Document extract:
Metal–organic frameworks (MOFs) are crystalline porous materials formed by the self-assembly of metal ions or clusters and organic ligands. With their tunable structure, high porosity, and large surface area, nano-MOFs are widely applied in gas storage, molecular separation, and heterogeneous catalysis.

J&K Scientific, in collaboration with Professor Yu Fang’s group at Hunan University, proudly provides a series of high-quality Nano MOFs featuring regular morphology, uniform size, and reproducible performance, ideal for advanced materials research and industrial R&D.

Advantages and Usage Guidelines

• Uniform Particle Size and Regular Morphology: ensures reproducibility and stable batch-to-batch quality.

Supplied material:
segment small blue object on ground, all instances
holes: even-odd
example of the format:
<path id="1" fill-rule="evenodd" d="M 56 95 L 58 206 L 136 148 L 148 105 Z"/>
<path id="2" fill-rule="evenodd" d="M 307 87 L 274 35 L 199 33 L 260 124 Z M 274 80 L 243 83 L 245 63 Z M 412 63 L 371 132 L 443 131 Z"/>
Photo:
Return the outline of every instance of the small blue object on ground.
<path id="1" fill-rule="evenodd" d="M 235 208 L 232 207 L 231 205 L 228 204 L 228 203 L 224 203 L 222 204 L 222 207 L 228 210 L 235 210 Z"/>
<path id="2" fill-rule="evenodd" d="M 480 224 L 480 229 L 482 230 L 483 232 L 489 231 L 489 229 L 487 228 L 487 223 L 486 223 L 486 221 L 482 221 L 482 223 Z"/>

Problem to solve: For each statement below, say yes or no to whether the text on nano MOFs agrees with it, and quote the words from the text that decide it. (a) Nano-MOFs are used in gas storage. (b) J&K Scientific offers its Nano MOFs in collaboration with a group at Hunan University. (c) MOFs are described as amorphous materials.

Final result:
(a) Yes: "nano-MOFs are widely applied in gas storage, molecular separation, and heterogeneous catalysis"
(b) Yes: "J&K Scientific, in collaboration with Professor Yu Fang’s group at Hunan University, proudly provides a series of high-quality Nano MOFs"
(c) No: "Metal–organic frameworks (MOFs) are crystalline porous materials"